» **Required task**: Return every line in the rows below that contains the string "black". Case matters.

— start of Data records —

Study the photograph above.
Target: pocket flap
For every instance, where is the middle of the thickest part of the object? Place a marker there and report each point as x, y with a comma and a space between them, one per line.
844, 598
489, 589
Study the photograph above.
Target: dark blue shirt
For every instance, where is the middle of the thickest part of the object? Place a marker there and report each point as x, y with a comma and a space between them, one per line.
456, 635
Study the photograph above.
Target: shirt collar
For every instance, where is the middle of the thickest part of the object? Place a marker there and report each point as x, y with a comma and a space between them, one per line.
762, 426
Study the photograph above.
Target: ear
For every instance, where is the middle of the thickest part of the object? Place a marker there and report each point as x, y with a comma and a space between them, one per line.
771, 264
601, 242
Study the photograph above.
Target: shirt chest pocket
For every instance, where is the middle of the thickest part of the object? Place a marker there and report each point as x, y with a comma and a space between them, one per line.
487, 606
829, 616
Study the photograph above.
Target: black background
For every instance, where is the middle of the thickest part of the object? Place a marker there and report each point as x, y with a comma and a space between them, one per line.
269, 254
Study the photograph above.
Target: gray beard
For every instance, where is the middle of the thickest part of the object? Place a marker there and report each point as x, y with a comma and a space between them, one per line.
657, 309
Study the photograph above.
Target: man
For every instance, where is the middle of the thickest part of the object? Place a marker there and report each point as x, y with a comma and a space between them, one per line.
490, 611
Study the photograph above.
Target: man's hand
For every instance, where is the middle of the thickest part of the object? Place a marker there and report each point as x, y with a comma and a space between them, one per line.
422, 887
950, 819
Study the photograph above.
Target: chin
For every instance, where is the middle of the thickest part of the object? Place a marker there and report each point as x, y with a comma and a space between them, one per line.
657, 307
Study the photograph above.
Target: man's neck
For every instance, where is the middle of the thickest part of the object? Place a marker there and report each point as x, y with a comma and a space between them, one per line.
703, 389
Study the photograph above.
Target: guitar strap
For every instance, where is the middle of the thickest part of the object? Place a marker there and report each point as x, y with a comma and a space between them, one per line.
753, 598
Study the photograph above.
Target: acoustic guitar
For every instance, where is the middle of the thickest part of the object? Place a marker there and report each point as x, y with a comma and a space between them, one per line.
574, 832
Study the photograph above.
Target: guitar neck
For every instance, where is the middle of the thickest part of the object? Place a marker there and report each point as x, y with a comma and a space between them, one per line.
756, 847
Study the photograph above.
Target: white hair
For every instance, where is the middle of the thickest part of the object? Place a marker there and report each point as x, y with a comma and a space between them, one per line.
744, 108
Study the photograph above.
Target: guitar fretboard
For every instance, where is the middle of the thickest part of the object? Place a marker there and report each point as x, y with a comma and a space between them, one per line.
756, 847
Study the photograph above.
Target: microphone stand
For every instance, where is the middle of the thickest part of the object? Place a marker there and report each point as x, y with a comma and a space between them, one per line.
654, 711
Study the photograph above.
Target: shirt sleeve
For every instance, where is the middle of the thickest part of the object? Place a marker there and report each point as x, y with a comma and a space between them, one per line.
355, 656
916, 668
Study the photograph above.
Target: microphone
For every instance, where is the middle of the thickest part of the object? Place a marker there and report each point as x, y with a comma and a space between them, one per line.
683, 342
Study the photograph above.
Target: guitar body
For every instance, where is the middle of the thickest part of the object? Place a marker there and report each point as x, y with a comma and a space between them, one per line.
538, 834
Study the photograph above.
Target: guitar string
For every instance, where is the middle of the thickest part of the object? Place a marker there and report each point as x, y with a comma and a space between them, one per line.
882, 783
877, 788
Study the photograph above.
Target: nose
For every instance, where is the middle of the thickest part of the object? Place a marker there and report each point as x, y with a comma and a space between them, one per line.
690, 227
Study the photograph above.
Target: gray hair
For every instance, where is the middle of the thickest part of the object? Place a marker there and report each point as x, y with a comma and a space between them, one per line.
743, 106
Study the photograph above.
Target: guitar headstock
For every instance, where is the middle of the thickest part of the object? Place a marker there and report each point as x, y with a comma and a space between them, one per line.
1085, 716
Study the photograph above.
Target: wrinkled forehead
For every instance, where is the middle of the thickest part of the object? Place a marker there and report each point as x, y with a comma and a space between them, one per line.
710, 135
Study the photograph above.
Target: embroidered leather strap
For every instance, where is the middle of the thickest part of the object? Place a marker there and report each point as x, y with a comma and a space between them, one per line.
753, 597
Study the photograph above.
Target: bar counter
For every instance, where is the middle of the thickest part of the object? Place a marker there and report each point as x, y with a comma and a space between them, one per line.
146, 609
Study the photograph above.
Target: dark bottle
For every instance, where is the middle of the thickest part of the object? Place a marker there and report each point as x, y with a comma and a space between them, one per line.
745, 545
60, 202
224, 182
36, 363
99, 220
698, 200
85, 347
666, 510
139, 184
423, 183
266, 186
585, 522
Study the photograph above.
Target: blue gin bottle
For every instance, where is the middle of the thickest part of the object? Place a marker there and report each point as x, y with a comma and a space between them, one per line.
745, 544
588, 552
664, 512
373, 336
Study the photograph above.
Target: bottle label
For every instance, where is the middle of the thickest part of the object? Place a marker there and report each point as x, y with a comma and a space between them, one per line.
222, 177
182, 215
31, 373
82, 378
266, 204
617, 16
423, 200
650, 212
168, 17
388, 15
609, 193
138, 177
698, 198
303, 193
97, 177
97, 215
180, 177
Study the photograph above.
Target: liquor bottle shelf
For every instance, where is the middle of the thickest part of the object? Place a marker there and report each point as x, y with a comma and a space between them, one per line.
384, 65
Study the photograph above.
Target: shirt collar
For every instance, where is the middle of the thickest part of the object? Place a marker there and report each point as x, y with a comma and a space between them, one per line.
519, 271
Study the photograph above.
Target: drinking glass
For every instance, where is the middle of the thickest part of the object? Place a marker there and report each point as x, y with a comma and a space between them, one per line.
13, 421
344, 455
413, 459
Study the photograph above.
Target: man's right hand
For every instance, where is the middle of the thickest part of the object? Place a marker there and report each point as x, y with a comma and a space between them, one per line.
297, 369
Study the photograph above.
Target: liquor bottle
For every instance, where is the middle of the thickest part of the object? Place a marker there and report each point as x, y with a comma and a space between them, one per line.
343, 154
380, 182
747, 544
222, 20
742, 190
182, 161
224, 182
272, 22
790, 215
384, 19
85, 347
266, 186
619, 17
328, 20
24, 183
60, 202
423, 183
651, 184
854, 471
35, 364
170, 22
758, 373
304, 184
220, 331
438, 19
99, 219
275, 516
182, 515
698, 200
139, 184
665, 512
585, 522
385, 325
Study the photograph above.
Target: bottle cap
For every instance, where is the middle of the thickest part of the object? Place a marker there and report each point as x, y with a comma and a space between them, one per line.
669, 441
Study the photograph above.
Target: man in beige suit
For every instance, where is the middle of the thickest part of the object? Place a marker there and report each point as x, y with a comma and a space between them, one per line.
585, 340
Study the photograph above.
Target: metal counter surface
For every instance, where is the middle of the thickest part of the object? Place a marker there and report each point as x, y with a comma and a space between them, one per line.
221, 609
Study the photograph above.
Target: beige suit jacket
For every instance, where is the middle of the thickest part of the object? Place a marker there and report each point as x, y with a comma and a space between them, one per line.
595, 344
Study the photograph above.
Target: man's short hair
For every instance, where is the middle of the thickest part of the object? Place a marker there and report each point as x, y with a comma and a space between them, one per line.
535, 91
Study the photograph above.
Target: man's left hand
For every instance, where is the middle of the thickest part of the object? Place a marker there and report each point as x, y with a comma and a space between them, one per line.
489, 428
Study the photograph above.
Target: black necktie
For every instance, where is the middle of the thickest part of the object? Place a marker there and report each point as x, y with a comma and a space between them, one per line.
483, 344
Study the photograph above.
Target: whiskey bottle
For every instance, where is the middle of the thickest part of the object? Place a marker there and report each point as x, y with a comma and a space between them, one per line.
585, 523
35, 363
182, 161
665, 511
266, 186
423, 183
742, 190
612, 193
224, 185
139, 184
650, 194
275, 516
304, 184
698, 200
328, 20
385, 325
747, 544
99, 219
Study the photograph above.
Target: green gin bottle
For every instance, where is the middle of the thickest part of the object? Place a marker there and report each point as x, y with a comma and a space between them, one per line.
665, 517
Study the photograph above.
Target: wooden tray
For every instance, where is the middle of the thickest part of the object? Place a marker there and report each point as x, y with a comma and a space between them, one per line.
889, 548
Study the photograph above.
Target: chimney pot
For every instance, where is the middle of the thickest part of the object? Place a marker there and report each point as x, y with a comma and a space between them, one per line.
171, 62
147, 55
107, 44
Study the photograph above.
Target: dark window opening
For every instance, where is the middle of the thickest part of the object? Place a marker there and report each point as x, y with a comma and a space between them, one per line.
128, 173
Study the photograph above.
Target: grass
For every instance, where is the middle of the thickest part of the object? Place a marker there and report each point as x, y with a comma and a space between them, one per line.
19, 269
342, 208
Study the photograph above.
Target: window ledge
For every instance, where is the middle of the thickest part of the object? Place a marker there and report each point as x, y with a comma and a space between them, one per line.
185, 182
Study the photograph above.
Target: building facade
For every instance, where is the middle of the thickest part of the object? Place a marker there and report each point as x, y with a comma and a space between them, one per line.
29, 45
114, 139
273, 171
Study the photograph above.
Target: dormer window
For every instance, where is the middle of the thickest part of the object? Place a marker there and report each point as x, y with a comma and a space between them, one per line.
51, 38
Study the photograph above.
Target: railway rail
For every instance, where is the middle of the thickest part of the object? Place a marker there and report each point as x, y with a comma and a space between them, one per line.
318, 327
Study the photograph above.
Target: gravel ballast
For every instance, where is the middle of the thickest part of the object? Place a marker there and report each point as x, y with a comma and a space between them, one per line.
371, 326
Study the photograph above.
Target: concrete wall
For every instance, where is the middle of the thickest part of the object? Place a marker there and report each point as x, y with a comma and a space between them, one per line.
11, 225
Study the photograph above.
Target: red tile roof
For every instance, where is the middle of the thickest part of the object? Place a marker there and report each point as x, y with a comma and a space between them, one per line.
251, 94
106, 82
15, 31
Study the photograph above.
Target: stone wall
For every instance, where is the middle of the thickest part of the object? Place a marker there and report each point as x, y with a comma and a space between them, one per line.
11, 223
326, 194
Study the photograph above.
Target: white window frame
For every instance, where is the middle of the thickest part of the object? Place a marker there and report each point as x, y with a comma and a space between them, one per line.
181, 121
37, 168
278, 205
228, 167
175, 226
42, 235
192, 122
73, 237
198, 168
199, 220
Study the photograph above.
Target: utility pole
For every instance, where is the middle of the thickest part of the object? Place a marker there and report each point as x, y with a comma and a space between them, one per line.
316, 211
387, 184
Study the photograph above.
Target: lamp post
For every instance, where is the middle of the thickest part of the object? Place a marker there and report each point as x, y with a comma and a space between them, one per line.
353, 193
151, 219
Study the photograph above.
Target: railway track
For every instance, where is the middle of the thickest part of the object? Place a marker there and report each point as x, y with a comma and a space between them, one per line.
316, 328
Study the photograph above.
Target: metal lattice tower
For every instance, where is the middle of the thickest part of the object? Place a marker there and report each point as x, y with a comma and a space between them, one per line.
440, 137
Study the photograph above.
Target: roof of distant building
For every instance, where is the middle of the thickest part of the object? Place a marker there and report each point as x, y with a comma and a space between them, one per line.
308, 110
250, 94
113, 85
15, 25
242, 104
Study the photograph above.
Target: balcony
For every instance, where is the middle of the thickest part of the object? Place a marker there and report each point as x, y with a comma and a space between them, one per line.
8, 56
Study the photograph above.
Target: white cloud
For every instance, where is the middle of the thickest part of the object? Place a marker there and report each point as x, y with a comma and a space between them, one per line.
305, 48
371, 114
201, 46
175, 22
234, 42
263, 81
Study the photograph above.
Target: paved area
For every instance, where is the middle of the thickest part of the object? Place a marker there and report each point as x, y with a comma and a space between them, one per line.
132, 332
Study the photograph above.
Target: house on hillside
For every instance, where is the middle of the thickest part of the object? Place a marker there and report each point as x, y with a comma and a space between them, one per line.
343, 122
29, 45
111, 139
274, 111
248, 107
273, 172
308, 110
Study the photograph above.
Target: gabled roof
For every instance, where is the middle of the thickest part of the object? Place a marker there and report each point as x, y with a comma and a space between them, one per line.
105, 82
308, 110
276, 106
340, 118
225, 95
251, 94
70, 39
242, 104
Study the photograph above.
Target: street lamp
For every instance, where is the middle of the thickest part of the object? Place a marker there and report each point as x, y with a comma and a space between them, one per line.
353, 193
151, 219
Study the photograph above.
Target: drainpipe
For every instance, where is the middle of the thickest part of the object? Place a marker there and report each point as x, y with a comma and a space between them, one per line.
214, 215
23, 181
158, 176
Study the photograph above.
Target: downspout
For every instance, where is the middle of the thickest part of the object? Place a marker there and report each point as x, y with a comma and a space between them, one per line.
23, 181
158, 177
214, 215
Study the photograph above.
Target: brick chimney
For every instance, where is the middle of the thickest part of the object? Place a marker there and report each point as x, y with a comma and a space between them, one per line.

— end of Data records —

» **Full response**:
Target: black background
Target: black necktie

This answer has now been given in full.